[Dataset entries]

++++++++++++++++++++

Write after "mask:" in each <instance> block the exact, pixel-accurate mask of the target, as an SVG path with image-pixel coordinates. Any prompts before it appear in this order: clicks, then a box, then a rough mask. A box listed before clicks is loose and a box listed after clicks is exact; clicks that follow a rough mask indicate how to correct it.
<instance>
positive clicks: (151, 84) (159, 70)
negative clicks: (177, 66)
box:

++++++++++++++++++++

#### Work to be completed
Rewrite the material with every "clicks" changed to "points" and nothing else altered.

#### Reply
Write after "mask:" in each <instance> block the exact, pixel-accurate mask of the target, as an SVG path with image-pixel coordinates. Any prompts before it appear in this order: points, then a box, then a rough mask. A box listed before points is loose and a box listed after points is exact; points that follow a rough mask indicate how to correct it.
<instance>
positive points: (151, 84) (159, 70)
negative points: (177, 66)
box:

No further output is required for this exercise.